Exercise brief: Locate every line in the material below that contains the word "tree", treating uppercase and lowercase as different, and copy each of those lines.

-------- The records --------

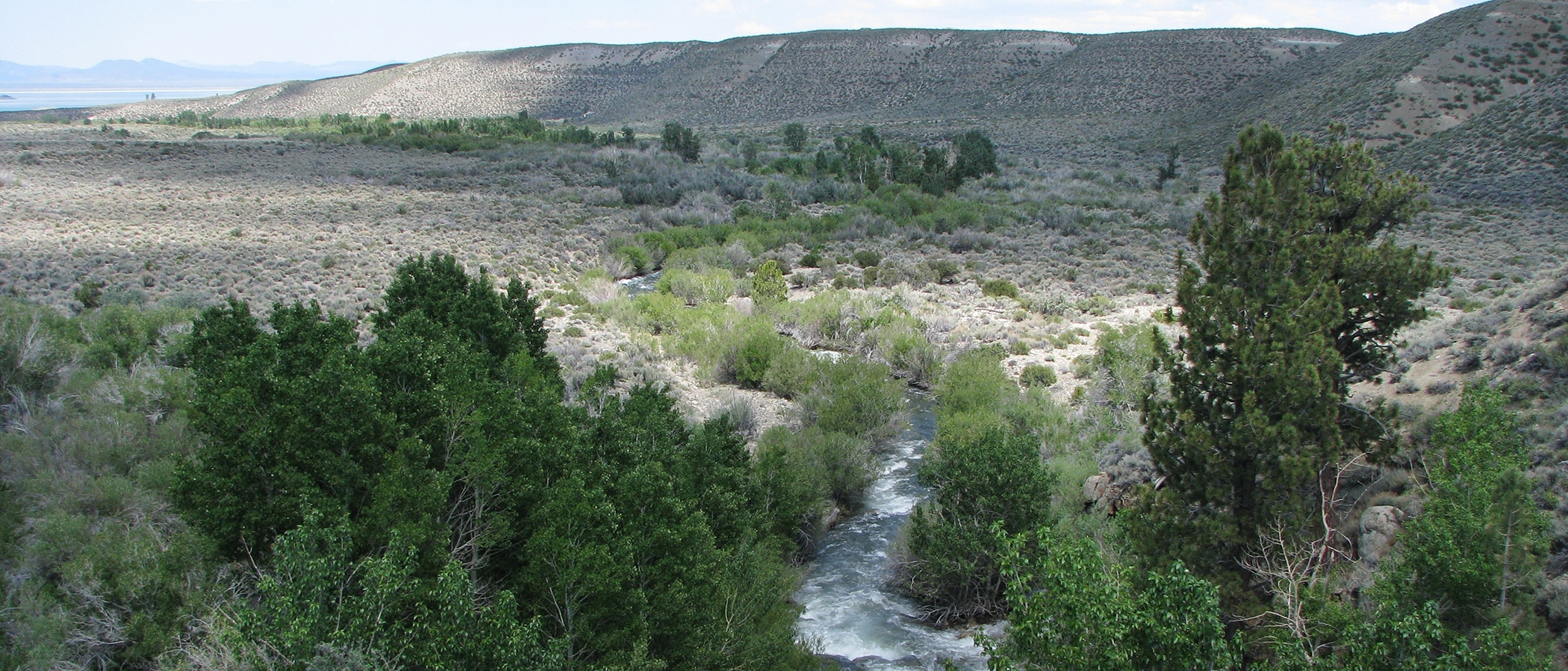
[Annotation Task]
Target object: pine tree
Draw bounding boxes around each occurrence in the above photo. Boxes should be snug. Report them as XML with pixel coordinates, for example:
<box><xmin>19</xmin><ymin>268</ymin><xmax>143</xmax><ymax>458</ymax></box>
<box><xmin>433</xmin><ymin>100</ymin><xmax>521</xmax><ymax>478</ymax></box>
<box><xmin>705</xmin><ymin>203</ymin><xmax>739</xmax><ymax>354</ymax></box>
<box><xmin>1143</xmin><ymin>125</ymin><xmax>1447</xmax><ymax>592</ymax></box>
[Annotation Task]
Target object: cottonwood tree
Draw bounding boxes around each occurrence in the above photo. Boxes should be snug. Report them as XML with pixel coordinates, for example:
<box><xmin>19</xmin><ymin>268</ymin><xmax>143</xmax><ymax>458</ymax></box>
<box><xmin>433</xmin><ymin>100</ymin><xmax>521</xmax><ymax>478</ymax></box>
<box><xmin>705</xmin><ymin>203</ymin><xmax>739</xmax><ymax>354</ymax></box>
<box><xmin>1140</xmin><ymin>125</ymin><xmax>1447</xmax><ymax>599</ymax></box>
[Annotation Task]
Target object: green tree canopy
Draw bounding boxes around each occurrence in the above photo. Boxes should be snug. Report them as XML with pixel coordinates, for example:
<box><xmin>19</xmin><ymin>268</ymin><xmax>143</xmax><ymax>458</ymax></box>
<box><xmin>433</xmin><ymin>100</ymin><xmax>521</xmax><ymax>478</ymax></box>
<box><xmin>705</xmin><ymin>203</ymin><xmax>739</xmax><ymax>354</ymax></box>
<box><xmin>1145</xmin><ymin>125</ymin><xmax>1447</xmax><ymax>599</ymax></box>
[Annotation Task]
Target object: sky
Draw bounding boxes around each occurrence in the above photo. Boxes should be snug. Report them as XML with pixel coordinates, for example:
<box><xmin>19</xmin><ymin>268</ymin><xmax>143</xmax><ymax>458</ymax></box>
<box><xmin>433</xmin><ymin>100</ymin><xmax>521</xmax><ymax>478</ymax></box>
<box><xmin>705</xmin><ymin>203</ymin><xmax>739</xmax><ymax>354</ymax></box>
<box><xmin>0</xmin><ymin>0</ymin><xmax>1477</xmax><ymax>67</ymax></box>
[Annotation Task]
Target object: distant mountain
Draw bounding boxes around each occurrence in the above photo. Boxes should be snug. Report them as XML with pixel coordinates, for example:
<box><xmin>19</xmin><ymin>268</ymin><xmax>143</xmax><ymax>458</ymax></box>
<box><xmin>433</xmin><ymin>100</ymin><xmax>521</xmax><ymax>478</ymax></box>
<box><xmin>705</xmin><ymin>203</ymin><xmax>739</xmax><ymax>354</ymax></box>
<box><xmin>178</xmin><ymin>61</ymin><xmax>386</xmax><ymax>81</ymax></box>
<box><xmin>0</xmin><ymin>58</ymin><xmax>390</xmax><ymax>90</ymax></box>
<box><xmin>91</xmin><ymin>0</ymin><xmax>1568</xmax><ymax>204</ymax></box>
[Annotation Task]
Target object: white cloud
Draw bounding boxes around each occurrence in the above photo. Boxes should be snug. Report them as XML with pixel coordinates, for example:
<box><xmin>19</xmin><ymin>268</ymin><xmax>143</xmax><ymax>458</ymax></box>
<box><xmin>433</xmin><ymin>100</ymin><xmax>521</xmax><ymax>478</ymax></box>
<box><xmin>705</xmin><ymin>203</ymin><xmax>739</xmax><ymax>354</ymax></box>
<box><xmin>1226</xmin><ymin>13</ymin><xmax>1275</xmax><ymax>28</ymax></box>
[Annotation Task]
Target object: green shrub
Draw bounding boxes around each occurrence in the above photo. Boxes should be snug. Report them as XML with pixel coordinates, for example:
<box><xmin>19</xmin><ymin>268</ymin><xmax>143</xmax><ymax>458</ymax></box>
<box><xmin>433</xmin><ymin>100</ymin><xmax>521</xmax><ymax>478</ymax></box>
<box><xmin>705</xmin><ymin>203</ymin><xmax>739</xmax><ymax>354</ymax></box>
<box><xmin>980</xmin><ymin>279</ymin><xmax>1018</xmax><ymax>299</ymax></box>
<box><xmin>800</xmin><ymin>358</ymin><xmax>905</xmax><ymax>443</ymax></box>
<box><xmin>1018</xmin><ymin>363</ymin><xmax>1057</xmax><ymax>387</ymax></box>
<box><xmin>762</xmin><ymin>346</ymin><xmax>828</xmax><ymax>399</ymax></box>
<box><xmin>751</xmin><ymin>259</ymin><xmax>788</xmax><ymax>304</ymax></box>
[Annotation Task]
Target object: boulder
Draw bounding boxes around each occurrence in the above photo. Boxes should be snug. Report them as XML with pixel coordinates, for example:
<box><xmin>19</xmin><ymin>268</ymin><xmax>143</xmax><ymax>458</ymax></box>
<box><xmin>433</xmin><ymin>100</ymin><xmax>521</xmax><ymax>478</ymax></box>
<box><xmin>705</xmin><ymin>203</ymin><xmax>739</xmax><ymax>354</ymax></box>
<box><xmin>1083</xmin><ymin>472</ymin><xmax>1110</xmax><ymax>510</ymax></box>
<box><xmin>1357</xmin><ymin>505</ymin><xmax>1405</xmax><ymax>566</ymax></box>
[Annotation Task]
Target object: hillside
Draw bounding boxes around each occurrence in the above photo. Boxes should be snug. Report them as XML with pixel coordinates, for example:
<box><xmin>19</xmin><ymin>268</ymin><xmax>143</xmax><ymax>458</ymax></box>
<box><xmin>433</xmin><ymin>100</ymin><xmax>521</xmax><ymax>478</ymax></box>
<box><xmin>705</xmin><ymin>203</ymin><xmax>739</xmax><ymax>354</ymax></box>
<box><xmin>104</xmin><ymin>30</ymin><xmax>1348</xmax><ymax>125</ymax></box>
<box><xmin>100</xmin><ymin>0</ymin><xmax>1568</xmax><ymax>204</ymax></box>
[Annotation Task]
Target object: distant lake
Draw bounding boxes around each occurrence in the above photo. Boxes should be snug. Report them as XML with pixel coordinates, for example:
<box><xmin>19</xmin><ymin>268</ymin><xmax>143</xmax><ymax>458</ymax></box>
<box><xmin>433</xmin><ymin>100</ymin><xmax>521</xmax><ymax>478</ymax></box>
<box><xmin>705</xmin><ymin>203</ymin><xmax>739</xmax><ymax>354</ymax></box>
<box><xmin>0</xmin><ymin>88</ymin><xmax>238</xmax><ymax>111</ymax></box>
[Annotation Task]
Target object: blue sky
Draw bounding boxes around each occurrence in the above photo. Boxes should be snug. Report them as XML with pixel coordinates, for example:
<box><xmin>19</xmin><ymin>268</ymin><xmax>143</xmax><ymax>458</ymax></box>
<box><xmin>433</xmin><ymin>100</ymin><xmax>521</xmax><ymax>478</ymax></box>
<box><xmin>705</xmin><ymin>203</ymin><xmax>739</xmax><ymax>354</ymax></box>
<box><xmin>0</xmin><ymin>0</ymin><xmax>1475</xmax><ymax>67</ymax></box>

--------

Full response:
Target object: pine tree
Target object: cottonwood tree
Target object: green tree canopy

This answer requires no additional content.